#### GIVEN EXERCISE
Find each row below that contains the string "shirt", matching case exactly, and copy every such row in full.

#### DATA EXTRACT

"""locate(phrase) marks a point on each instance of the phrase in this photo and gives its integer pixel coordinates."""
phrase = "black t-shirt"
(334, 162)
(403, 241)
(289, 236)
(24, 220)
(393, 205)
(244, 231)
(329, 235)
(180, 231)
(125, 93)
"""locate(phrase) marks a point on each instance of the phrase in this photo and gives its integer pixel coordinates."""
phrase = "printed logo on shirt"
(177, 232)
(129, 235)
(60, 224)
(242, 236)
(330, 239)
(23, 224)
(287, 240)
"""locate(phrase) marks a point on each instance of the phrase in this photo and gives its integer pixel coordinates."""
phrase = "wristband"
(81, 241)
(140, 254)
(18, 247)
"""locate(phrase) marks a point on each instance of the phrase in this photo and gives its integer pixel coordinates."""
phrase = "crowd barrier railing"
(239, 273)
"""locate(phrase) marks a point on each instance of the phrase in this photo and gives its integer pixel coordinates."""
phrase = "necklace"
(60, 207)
==
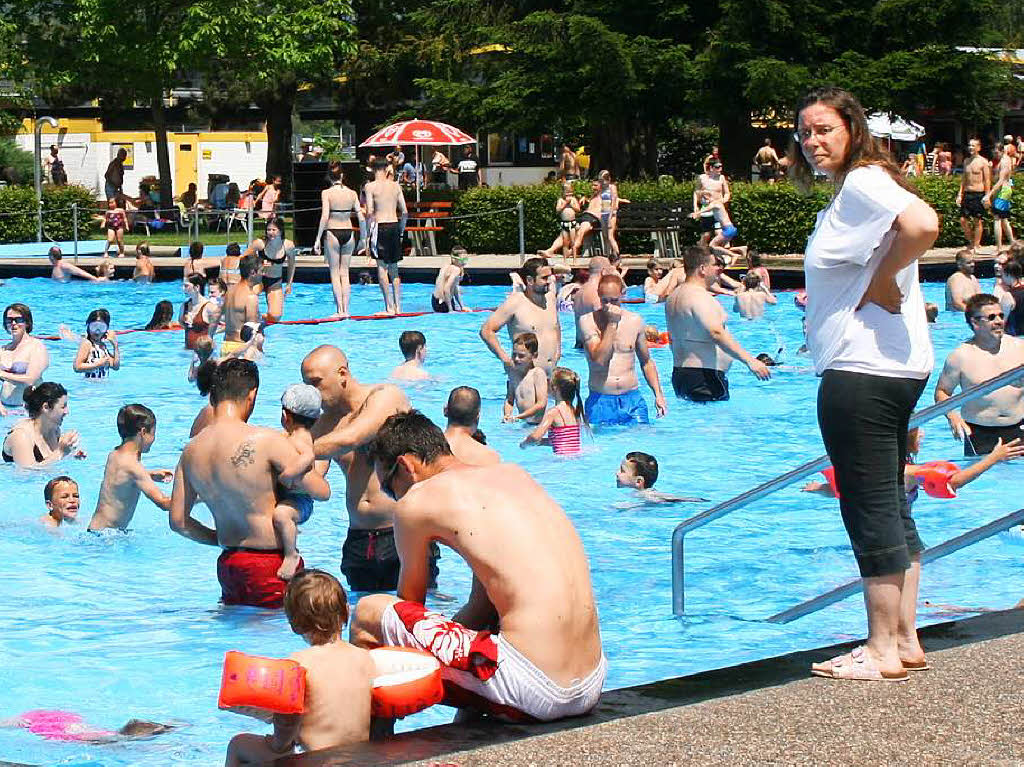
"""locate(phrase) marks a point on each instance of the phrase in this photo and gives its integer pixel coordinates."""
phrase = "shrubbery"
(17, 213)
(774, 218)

#### FULL RESPONSE
phrase = "black t-shirt"
phrase = "printed logo on shirt"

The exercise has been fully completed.